Exercise - Your response should contain exactly the lines running from the one with "If you could point to the rocky mountain" to the end of the data below, both included, and no pictures.

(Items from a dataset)
::::::::::
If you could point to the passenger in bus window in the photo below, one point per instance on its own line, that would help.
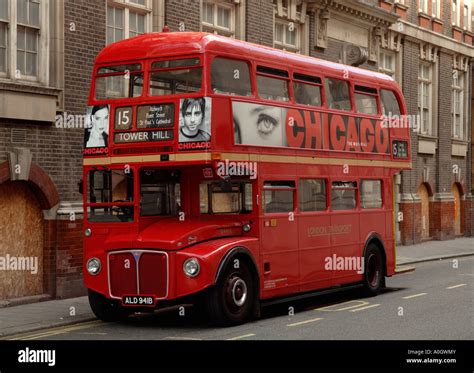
(194, 124)
(259, 124)
(98, 133)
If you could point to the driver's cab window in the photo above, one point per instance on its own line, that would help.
(225, 197)
(160, 192)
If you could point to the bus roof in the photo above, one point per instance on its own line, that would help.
(166, 44)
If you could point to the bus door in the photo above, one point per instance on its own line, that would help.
(346, 257)
(314, 234)
(279, 238)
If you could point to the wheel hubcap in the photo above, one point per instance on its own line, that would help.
(238, 291)
(373, 270)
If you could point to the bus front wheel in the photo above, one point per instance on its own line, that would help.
(232, 299)
(374, 271)
(106, 309)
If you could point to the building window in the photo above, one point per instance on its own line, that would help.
(22, 32)
(455, 14)
(287, 35)
(137, 24)
(4, 23)
(128, 19)
(467, 17)
(291, 26)
(218, 17)
(115, 24)
(27, 37)
(387, 63)
(425, 88)
(436, 8)
(458, 105)
(423, 6)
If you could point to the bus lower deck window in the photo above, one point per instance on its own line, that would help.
(371, 194)
(278, 196)
(230, 198)
(312, 195)
(343, 195)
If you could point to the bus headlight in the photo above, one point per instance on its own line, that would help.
(191, 267)
(93, 266)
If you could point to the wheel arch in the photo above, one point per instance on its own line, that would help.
(245, 254)
(375, 238)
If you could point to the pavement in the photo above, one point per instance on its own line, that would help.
(48, 314)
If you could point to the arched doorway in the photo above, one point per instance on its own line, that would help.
(457, 209)
(21, 244)
(424, 195)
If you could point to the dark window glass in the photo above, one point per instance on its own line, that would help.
(111, 187)
(175, 81)
(278, 196)
(225, 198)
(371, 194)
(366, 104)
(160, 192)
(343, 195)
(337, 94)
(307, 94)
(312, 195)
(272, 89)
(389, 103)
(169, 64)
(230, 77)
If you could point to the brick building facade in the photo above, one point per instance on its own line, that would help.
(426, 47)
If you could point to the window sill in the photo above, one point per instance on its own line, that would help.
(28, 87)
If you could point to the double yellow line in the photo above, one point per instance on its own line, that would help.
(54, 331)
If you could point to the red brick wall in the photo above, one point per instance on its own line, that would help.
(410, 227)
(441, 220)
(69, 279)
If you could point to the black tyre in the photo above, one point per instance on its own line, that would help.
(232, 299)
(106, 309)
(374, 276)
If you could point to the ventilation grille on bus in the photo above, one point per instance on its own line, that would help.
(18, 135)
(145, 150)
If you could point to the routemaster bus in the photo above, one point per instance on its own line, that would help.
(234, 173)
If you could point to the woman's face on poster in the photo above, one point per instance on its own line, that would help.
(193, 117)
(259, 125)
(100, 120)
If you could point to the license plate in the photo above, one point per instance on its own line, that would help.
(138, 300)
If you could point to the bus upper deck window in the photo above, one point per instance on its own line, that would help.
(307, 89)
(366, 100)
(230, 77)
(272, 84)
(171, 77)
(389, 103)
(337, 94)
(119, 81)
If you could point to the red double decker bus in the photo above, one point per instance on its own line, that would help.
(215, 167)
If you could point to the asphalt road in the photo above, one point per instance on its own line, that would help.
(434, 302)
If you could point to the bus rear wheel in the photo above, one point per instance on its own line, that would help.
(374, 279)
(105, 309)
(232, 299)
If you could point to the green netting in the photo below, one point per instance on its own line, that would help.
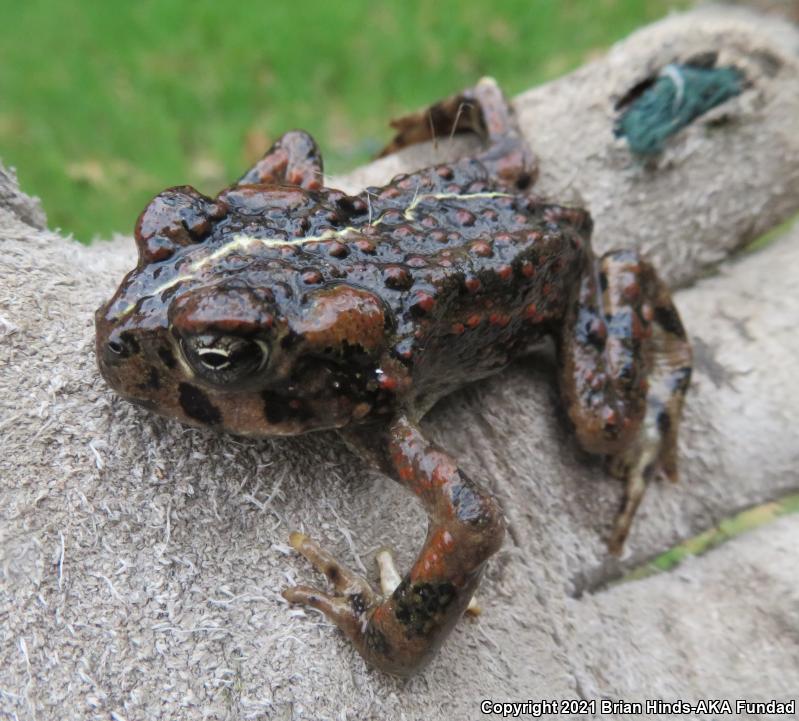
(680, 94)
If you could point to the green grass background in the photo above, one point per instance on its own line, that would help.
(103, 104)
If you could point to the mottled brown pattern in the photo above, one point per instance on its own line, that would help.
(281, 307)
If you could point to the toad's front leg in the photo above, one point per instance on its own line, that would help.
(401, 633)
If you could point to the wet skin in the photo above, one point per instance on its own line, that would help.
(280, 307)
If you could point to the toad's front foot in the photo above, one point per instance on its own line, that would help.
(353, 600)
(400, 632)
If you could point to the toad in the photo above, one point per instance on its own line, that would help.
(280, 306)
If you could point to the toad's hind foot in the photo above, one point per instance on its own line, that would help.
(626, 364)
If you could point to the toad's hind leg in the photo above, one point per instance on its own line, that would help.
(626, 364)
(484, 110)
(400, 632)
(294, 159)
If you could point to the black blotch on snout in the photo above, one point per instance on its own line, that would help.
(122, 345)
(167, 357)
(197, 405)
(153, 381)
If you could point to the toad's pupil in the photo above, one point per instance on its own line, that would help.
(214, 359)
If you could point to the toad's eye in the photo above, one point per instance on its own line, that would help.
(224, 359)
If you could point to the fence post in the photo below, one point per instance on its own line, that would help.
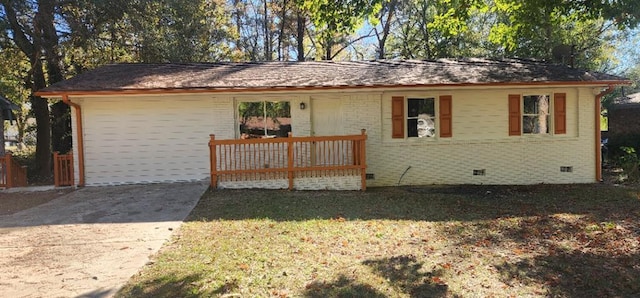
(290, 159)
(8, 164)
(363, 159)
(56, 169)
(213, 161)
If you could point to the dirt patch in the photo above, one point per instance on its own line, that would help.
(12, 202)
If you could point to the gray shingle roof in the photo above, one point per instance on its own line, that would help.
(379, 73)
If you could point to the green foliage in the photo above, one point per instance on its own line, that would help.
(630, 163)
(335, 18)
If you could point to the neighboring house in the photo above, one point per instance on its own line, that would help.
(624, 117)
(469, 121)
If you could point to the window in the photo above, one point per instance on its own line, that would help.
(421, 117)
(535, 114)
(264, 119)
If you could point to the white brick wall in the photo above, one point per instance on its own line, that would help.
(480, 141)
(139, 139)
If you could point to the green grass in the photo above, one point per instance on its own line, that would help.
(466, 241)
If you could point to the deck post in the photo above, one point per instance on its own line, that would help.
(56, 169)
(9, 171)
(363, 159)
(213, 161)
(290, 159)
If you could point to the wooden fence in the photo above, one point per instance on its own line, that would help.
(11, 173)
(288, 158)
(63, 169)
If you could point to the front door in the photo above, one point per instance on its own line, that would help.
(326, 120)
(326, 116)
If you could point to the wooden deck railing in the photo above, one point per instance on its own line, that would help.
(11, 173)
(288, 158)
(63, 169)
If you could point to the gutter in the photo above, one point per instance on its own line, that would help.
(260, 89)
(79, 132)
(598, 148)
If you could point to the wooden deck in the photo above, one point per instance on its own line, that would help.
(291, 158)
(11, 173)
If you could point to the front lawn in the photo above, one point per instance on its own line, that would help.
(440, 241)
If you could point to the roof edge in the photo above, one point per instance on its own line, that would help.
(49, 94)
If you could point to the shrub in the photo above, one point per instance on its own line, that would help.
(630, 163)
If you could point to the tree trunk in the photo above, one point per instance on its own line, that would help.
(267, 40)
(382, 37)
(2, 152)
(60, 112)
(283, 20)
(300, 36)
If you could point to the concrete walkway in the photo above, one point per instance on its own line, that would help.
(89, 242)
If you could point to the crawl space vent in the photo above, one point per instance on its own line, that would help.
(566, 169)
(479, 172)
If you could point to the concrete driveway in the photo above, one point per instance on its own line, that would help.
(89, 242)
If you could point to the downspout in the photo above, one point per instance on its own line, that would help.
(598, 145)
(79, 132)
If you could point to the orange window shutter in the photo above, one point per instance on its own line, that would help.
(514, 115)
(397, 117)
(560, 113)
(446, 129)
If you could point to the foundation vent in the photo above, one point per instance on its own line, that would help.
(480, 172)
(566, 169)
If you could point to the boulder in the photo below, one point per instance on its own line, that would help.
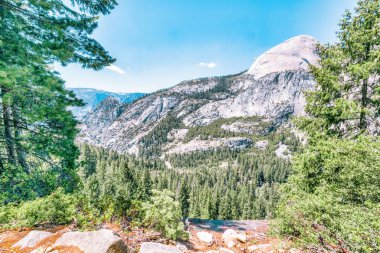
(230, 244)
(206, 237)
(224, 250)
(102, 241)
(153, 247)
(181, 247)
(232, 235)
(32, 239)
(259, 248)
(261, 144)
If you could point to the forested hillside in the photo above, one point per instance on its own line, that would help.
(293, 140)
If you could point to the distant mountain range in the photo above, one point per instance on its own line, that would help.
(93, 97)
(235, 112)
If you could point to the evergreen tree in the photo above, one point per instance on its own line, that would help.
(332, 199)
(347, 100)
(37, 130)
(184, 196)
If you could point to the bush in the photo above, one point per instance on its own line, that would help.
(333, 198)
(163, 214)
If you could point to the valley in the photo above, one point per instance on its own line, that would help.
(281, 157)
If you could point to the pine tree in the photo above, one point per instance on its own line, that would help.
(347, 100)
(37, 130)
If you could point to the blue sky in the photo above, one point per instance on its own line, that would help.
(159, 43)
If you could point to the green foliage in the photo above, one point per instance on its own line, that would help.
(37, 131)
(163, 214)
(333, 198)
(347, 100)
(334, 195)
(56, 208)
(215, 130)
(152, 142)
(225, 184)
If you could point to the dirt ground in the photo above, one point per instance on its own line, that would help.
(256, 232)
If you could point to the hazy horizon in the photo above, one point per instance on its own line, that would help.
(158, 45)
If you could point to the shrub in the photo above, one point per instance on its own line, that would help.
(163, 213)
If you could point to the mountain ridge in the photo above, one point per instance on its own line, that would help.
(267, 100)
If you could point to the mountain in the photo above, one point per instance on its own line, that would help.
(235, 111)
(92, 98)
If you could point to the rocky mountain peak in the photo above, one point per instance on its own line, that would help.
(210, 113)
(293, 54)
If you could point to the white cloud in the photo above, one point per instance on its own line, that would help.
(208, 65)
(115, 69)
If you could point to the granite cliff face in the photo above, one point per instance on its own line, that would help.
(257, 101)
(93, 97)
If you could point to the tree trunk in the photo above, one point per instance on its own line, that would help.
(7, 129)
(17, 134)
(364, 96)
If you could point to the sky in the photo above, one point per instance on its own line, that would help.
(159, 43)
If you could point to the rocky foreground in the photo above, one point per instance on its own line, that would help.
(206, 236)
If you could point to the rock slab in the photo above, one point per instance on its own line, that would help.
(206, 238)
(101, 241)
(153, 247)
(32, 239)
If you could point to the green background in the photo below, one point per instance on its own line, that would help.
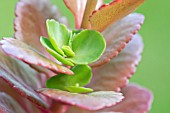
::::::::::
Result for this task -
If you could point to the rocky mountain peak in the photo above, one point per instance on its own line, that would help.
(210, 113)
(293, 54)
If you could point to the white cloud in the photo above, one point per instance on its own line, that would help.
(208, 65)
(115, 69)
If you could point to the granite cliff face in the photo above, one point per instance on its own line, that would help.
(257, 101)
(93, 97)
If you could point to the tree trunk in the photo above, one point per instance on its own line, that would help.
(7, 129)
(17, 134)
(364, 96)
If you could point to the sky in the photo above, one point per instance on its own line, that would help.
(159, 43)
If you could point to the rocky foreground in the photo above, one point per instance on its own line, that would help.
(206, 236)
If you could point to the rock slab in the photo above, one point per instance on its own line, that would help.
(206, 238)
(101, 241)
(153, 247)
(32, 239)
If you could point to the green background in the photo below, one point per instance on its own line, that would help.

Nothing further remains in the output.